Brown Bear Car Wash, which runs more than 40 car washes in Washington, sent employees home at 3 p.m. on Sunday, as temperatures in Seattle peaked at 104 degrees. On Monday, when afternoon temperatures soared further to 108, the company closed up shop at 1 p.m.
“There have been a couple of times where we’ve closed down sites because it was too cold,” said Chief Financial Officer Steve Palmer, who started at Brown Bear in 1986, “but we’ve never closed them down because it was too warm.” Many locations require employees to be primarily outdoors, guiding cars into position as they enter the car wash tunnel, he said.
Will Anstey, owner of West Seattle-based Devonshire Landscapes, decided to make Monday a mandatory day off, citing employee safety. “It’s not worth the health risks,” he said.
Many businesses and workplaces in the Seattle area have made adjustments since Saturday to handle the historic heat wave sweeping the Pacific Northwest, focused on protecting their employees.
At the same time, the unprecedented heat drove exceptional demand for some enterprises as customers sought cooling shelter.
Palmer said closing down locations during these “prime car-washing days” is a major hit to sales, unlike shutting down during cold weather. “But it’s the right thing to do,” he said, adding that Brown Bear paid all employees for the lost hours due to the early shutdown.
Air travel was also affected on Monday. Alaska Airlines said only “a small fraction” of its flights to and from Seattle were canceled, although the airline did face widespread delays.

::::::::::

__Work item A__
From the heat wave article, reproduce the stretch from "At the same" through "face widespread delays.".
__Work item B__
Answer these questions from the heat wave article:
(i) What temperature did Seattle peak at on Sunday?
(ii) Which day did Devonshire Landscapes make a mandatory day off?
(iii) Which airline said only "a small fraction" of its Seattle flights were canceled?
__Work item C__
Translate this sentence from the heat wave article into Spanish: "Air travel was also affected on Monday."

__Excerpted data__
::::::::::

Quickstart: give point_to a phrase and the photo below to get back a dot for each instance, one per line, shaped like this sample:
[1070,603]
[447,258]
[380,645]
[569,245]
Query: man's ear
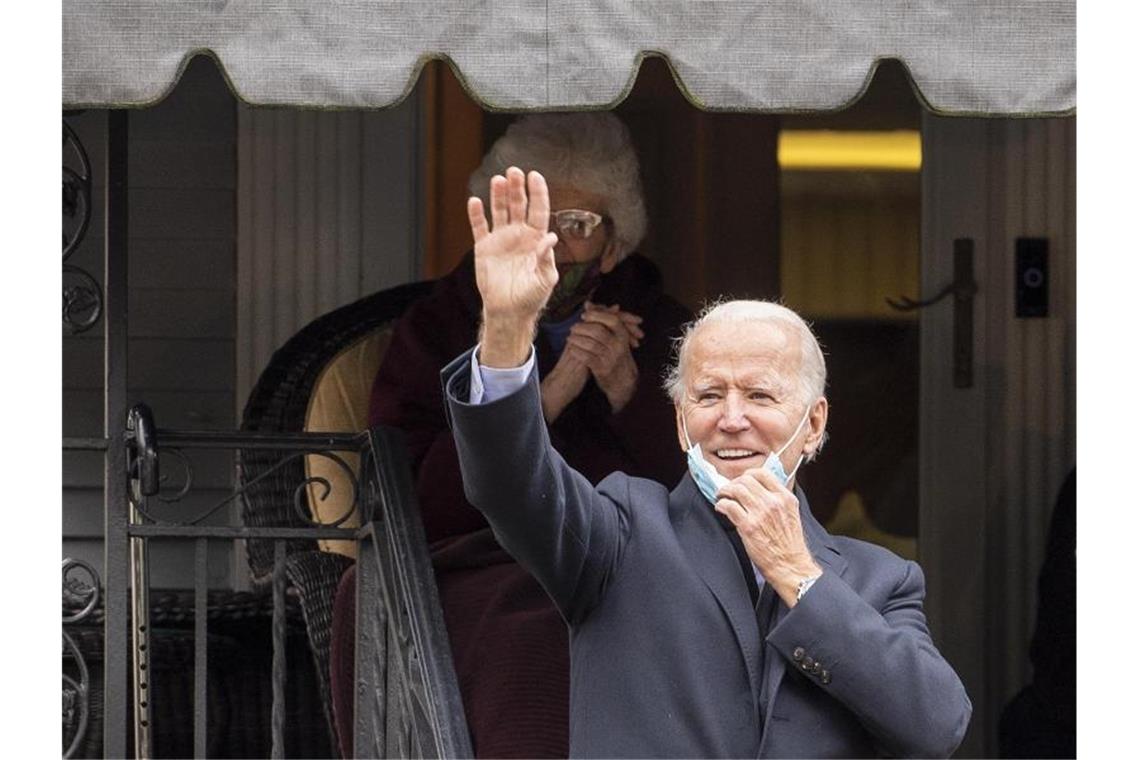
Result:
[611,254]
[816,426]
[681,430]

::::::::::

__Final answer A__
At the same time, the unprecedented heat drove exceptional demand for some enterprises as customers sought cooling shelter.
Palmer said closing down locations during these “prime car-washing days” is a major hit to sales, unlike shutting down during cold weather. “But it’s the right thing to do,” he said, adding that Brown Bear paid all employees for the lost hours due to the early shutdown.
Air travel was also affected on Monday. Alaska Airlines said only “a small fraction” of its flights to and from Seattle were canceled, although the airline did face widespread delays.

__Final answer B__
(i) 104 degrees
(ii) Monday
(iii) Alaska Airlines

__Final answer C__
El transporte aéreo también se vio afectado el lunes.